═════ DATA EXCERPTS
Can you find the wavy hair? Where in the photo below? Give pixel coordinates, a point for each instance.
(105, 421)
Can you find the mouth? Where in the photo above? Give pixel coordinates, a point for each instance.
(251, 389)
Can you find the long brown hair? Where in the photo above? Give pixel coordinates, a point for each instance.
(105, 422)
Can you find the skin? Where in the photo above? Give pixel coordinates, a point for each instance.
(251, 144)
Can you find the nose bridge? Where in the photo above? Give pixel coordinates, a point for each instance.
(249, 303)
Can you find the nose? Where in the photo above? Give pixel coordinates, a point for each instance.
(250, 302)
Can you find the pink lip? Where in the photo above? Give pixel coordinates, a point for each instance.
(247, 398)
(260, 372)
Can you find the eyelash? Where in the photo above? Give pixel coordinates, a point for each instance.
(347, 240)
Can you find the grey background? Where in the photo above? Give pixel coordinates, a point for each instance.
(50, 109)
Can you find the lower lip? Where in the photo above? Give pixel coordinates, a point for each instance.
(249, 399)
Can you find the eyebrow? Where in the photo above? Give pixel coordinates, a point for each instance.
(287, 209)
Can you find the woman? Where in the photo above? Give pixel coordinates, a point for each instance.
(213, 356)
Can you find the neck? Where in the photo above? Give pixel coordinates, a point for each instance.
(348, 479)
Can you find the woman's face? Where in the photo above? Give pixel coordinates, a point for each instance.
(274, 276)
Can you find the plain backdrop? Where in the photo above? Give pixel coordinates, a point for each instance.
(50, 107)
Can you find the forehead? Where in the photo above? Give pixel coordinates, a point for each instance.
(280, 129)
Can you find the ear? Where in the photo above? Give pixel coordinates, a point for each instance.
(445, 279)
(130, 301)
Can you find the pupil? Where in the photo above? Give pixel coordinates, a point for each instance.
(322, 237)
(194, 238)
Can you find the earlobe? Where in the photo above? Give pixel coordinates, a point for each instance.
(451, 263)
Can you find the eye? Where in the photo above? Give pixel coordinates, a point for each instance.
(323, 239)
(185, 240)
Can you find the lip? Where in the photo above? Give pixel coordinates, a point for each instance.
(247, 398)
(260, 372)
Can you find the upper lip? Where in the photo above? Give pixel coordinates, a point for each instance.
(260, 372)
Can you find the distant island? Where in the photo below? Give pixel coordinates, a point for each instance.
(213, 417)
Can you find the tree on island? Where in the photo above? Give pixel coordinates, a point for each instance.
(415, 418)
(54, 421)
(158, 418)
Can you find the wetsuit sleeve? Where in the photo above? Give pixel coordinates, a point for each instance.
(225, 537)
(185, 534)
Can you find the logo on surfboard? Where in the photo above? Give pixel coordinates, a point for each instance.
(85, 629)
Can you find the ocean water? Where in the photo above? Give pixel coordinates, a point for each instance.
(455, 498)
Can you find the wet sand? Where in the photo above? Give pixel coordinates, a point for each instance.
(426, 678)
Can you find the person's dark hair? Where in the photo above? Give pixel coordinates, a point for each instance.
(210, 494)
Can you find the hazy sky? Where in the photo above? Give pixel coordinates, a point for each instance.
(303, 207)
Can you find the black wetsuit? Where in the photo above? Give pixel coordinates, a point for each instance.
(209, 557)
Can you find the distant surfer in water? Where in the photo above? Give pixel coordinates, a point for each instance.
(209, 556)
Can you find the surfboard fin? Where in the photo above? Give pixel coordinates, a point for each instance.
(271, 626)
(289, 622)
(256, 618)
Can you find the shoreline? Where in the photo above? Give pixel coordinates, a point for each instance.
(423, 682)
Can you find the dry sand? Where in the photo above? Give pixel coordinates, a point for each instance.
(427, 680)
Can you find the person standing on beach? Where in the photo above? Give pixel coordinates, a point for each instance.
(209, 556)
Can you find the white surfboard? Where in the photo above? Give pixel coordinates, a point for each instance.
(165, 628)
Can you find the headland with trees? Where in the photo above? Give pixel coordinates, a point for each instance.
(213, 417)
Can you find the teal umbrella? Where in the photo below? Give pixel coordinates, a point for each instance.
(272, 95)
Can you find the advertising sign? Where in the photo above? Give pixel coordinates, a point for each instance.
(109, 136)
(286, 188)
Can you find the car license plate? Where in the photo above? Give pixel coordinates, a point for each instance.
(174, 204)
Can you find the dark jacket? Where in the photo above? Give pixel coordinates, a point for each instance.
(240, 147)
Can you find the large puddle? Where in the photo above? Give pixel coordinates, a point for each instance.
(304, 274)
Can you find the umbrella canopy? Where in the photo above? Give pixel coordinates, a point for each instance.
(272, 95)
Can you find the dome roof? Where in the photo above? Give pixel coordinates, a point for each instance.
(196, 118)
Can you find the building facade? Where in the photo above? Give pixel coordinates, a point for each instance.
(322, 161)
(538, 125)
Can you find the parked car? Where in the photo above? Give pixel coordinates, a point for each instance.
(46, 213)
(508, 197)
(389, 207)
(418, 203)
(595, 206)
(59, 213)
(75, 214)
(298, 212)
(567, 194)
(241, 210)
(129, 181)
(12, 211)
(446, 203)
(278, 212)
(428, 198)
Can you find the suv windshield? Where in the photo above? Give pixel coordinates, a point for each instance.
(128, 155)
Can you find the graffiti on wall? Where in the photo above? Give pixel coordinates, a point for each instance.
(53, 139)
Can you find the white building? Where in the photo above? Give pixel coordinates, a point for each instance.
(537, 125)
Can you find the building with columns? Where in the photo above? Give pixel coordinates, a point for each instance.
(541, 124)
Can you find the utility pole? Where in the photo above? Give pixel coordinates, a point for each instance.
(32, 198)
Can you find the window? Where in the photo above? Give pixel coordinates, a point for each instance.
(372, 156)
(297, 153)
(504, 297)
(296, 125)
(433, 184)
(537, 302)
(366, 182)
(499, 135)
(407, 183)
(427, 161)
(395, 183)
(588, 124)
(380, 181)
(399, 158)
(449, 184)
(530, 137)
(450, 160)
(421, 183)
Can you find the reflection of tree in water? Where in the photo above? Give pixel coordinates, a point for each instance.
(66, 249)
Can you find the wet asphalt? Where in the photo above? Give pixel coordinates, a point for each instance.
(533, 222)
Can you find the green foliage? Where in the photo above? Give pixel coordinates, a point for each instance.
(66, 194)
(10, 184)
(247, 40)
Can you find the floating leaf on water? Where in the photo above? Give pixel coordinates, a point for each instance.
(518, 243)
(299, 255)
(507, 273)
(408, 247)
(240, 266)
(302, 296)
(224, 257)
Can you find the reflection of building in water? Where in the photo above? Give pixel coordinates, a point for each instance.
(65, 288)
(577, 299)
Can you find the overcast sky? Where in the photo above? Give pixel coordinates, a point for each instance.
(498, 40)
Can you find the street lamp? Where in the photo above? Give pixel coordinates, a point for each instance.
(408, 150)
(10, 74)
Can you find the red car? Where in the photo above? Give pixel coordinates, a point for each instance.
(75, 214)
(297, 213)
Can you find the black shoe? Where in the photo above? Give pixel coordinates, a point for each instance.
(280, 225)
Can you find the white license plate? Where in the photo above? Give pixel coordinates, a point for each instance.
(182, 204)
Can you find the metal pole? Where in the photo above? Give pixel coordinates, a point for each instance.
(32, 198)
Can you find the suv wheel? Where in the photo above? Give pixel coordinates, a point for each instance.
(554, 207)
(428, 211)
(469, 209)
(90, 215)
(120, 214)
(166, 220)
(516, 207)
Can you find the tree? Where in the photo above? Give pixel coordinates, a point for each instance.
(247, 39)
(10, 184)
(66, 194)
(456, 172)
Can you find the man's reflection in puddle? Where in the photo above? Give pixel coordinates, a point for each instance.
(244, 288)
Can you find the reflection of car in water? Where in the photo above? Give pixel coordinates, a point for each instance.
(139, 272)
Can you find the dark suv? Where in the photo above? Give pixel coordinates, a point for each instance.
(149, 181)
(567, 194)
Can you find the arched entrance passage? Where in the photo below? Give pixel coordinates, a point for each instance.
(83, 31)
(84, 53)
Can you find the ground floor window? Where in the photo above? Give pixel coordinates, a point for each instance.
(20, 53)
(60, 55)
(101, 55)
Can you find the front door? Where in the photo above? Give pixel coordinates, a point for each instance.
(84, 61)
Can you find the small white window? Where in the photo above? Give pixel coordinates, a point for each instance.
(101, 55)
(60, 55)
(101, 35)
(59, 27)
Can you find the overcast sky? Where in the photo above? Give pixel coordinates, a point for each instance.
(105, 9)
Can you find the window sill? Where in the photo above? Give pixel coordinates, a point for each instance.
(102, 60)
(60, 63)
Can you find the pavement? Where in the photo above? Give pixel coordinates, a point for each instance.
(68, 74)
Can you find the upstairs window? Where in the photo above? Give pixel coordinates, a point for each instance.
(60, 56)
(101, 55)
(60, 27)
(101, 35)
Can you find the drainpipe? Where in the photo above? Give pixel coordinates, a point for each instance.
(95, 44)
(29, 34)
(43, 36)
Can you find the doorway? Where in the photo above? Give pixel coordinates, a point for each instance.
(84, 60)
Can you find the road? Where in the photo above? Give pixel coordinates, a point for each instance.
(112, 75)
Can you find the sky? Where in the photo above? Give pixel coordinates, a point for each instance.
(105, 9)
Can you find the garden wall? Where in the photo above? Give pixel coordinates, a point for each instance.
══════════
SET EXERCISE
Rewrite the entries from the line containing "Can you find the pavement?" through the end of the entries, inclusive, with "pixel coordinates" replaced by "x and y coordinates" and everything else left unchanged.

ANSWER TO THIS EXERCISE
Can you find the pavement? Where in the photo above? Give x and y coordinates, a point for each instance.
(68, 74)
Can you find the upstairs window? Where in the photo above? Give x and y coordinates, a point for each instance.
(60, 56)
(101, 55)
(60, 27)
(101, 35)
Can you find the drainpipe? Where in the photo above? Give x and y coordinates, a point for each instance.
(95, 44)
(29, 34)
(43, 36)
Can you find the doorway? Where in the photo above? Give x and y coordinates, a point for each instance.
(84, 60)
Can you find the road? Where in the photo above? Give x and y coordinates, a point for each instance.
(112, 75)
Can you find the sky? Where in the photo above? Give x and y coordinates, a point for each instance.
(105, 9)
Can you find the garden wall? Where in the photo above? Give x and y coordinates, a point for each instance.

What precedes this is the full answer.